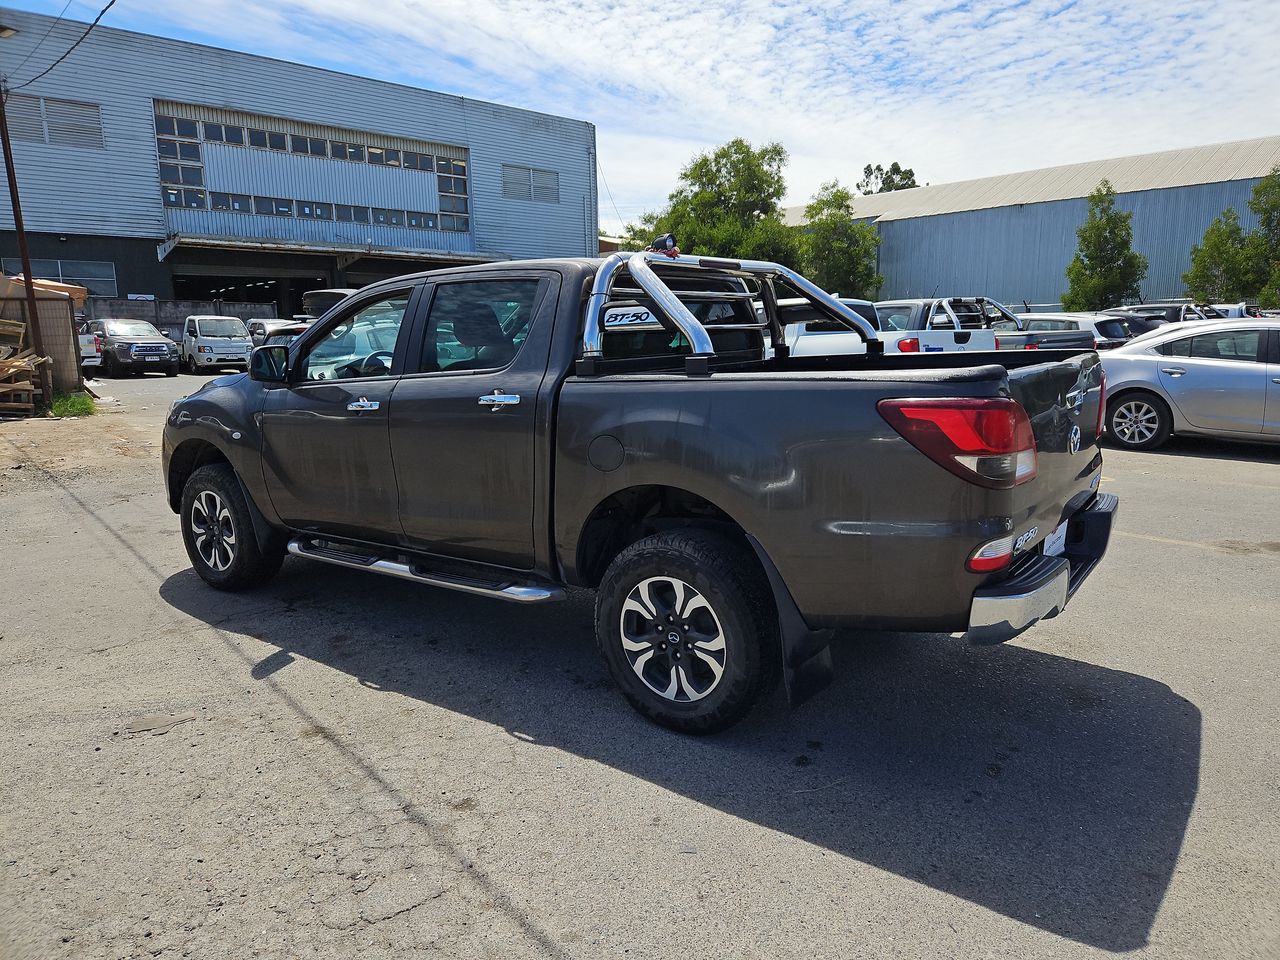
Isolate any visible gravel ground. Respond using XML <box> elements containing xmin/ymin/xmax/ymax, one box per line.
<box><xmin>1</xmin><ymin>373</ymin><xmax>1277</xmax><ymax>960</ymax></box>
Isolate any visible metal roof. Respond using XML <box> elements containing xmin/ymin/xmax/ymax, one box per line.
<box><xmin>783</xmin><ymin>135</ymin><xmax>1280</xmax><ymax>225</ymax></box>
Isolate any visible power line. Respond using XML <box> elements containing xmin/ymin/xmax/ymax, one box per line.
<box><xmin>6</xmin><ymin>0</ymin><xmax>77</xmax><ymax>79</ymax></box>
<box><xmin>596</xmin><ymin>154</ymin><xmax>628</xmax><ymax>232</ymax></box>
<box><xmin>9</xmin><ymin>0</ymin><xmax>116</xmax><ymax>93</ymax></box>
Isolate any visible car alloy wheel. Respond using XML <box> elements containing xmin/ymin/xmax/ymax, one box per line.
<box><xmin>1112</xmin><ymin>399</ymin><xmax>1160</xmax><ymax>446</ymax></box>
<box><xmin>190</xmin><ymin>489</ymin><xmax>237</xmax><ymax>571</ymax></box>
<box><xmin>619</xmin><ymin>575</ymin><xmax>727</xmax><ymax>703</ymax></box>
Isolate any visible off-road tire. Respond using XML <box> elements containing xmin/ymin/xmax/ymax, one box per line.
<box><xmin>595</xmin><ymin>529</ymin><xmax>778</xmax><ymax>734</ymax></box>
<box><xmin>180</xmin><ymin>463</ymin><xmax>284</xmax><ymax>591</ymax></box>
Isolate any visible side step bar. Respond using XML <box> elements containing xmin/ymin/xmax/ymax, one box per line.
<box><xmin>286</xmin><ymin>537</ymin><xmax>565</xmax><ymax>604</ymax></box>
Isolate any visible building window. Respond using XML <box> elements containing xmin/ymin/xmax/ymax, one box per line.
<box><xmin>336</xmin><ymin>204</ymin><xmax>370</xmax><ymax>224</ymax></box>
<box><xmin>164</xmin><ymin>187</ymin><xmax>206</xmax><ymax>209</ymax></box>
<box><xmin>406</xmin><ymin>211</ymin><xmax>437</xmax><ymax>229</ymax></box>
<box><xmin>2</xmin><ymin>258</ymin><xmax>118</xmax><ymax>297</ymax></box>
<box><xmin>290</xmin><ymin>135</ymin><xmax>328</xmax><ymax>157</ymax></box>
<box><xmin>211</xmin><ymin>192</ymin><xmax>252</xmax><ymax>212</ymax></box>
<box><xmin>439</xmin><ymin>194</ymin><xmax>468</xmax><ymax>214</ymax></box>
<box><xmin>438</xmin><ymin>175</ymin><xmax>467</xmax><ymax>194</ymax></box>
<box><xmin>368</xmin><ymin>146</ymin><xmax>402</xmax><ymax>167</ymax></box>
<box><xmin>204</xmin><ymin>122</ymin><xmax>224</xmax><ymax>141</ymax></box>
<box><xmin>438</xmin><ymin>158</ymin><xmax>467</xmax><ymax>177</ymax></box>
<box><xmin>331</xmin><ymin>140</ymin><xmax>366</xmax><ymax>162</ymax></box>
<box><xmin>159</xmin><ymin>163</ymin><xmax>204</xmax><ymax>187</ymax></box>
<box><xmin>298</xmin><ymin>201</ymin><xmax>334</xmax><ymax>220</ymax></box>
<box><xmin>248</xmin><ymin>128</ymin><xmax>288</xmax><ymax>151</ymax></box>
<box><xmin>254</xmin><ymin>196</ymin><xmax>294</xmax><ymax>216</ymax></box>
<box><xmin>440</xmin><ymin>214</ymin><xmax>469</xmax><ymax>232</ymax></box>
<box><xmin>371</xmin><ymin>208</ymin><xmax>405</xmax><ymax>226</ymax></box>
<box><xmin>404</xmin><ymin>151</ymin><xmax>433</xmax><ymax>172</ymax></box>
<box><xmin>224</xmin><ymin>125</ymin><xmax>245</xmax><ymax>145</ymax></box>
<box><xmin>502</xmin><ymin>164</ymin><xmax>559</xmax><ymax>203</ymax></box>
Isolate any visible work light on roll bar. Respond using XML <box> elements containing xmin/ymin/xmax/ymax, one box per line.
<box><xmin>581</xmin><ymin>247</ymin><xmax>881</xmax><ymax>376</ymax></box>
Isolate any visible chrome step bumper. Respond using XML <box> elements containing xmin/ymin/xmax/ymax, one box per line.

> _Exercise_
Restate the whole listing exactly as written, minus the pictures.

> _Written reply_
Isolate any visible gravel ground. Respond using XML <box> elements containing xmin/ymin/xmax/ymax, one box per line.
<box><xmin>1</xmin><ymin>373</ymin><xmax>1277</xmax><ymax>960</ymax></box>
Isolate any visible metal roof. Respond using XML <box> elements containing xmin/ymin/xmax/ymax, one box per line.
<box><xmin>783</xmin><ymin>135</ymin><xmax>1280</xmax><ymax>225</ymax></box>
Isolate any visible power line. Respond using XML <box> elements containing xmin/ymin/xmax/ymax, one box per line.
<box><xmin>6</xmin><ymin>0</ymin><xmax>77</xmax><ymax>79</ymax></box>
<box><xmin>596</xmin><ymin>154</ymin><xmax>628</xmax><ymax>232</ymax></box>
<box><xmin>9</xmin><ymin>0</ymin><xmax>116</xmax><ymax>93</ymax></box>
Isolate any visible car alloy wheel. Respond using XML <box> elements containing xmin/ymin/xmax/ymax, one box per line.
<box><xmin>1112</xmin><ymin>399</ymin><xmax>1160</xmax><ymax>446</ymax></box>
<box><xmin>190</xmin><ymin>489</ymin><xmax>237</xmax><ymax>571</ymax></box>
<box><xmin>619</xmin><ymin>575</ymin><xmax>727</xmax><ymax>703</ymax></box>
Isolate any visible off-road tire. Respond using XML <box> elements containing xmin/ymin/xmax/ymax, one box per line.
<box><xmin>595</xmin><ymin>529</ymin><xmax>778</xmax><ymax>734</ymax></box>
<box><xmin>180</xmin><ymin>463</ymin><xmax>284</xmax><ymax>591</ymax></box>
Isolate any visible side step bar. Respond using XML <box> elements containing xmin/ymin/xmax/ymax, one box per line.
<box><xmin>286</xmin><ymin>537</ymin><xmax>565</xmax><ymax>604</ymax></box>
Isolate any visible building window. Respond using XML <box> elements containing xmin/ymin/xmax/ymax, one box per line.
<box><xmin>336</xmin><ymin>204</ymin><xmax>370</xmax><ymax>224</ymax></box>
<box><xmin>164</xmin><ymin>187</ymin><xmax>206</xmax><ymax>209</ymax></box>
<box><xmin>406</xmin><ymin>211</ymin><xmax>437</xmax><ymax>229</ymax></box>
<box><xmin>2</xmin><ymin>258</ymin><xmax>118</xmax><ymax>297</ymax></box>
<box><xmin>290</xmin><ymin>135</ymin><xmax>328</xmax><ymax>157</ymax></box>
<box><xmin>211</xmin><ymin>192</ymin><xmax>252</xmax><ymax>212</ymax></box>
<box><xmin>439</xmin><ymin>194</ymin><xmax>468</xmax><ymax>214</ymax></box>
<box><xmin>438</xmin><ymin>175</ymin><xmax>467</xmax><ymax>194</ymax></box>
<box><xmin>368</xmin><ymin>146</ymin><xmax>402</xmax><ymax>167</ymax></box>
<box><xmin>204</xmin><ymin>122</ymin><xmax>224</xmax><ymax>141</ymax></box>
<box><xmin>438</xmin><ymin>158</ymin><xmax>467</xmax><ymax>177</ymax></box>
<box><xmin>331</xmin><ymin>140</ymin><xmax>366</xmax><ymax>162</ymax></box>
<box><xmin>159</xmin><ymin>163</ymin><xmax>204</xmax><ymax>187</ymax></box>
<box><xmin>298</xmin><ymin>201</ymin><xmax>334</xmax><ymax>220</ymax></box>
<box><xmin>248</xmin><ymin>128</ymin><xmax>288</xmax><ymax>151</ymax></box>
<box><xmin>254</xmin><ymin>196</ymin><xmax>294</xmax><ymax>216</ymax></box>
<box><xmin>440</xmin><ymin>214</ymin><xmax>469</xmax><ymax>232</ymax></box>
<box><xmin>371</xmin><ymin>208</ymin><xmax>405</xmax><ymax>226</ymax></box>
<box><xmin>404</xmin><ymin>151</ymin><xmax>433</xmax><ymax>172</ymax></box>
<box><xmin>224</xmin><ymin>125</ymin><xmax>245</xmax><ymax>145</ymax></box>
<box><xmin>502</xmin><ymin>164</ymin><xmax>559</xmax><ymax>203</ymax></box>
Isolate any visible work light on roll bar. Respond using XML <box> elements containing xmin/ymin/xmax/ymax, one box per line.
<box><xmin>581</xmin><ymin>247</ymin><xmax>881</xmax><ymax>376</ymax></box>
Isolate any visible chrome step bumper. Respond using XML <box> elements containing xmin/ymin/xmax/ymax, one box per line.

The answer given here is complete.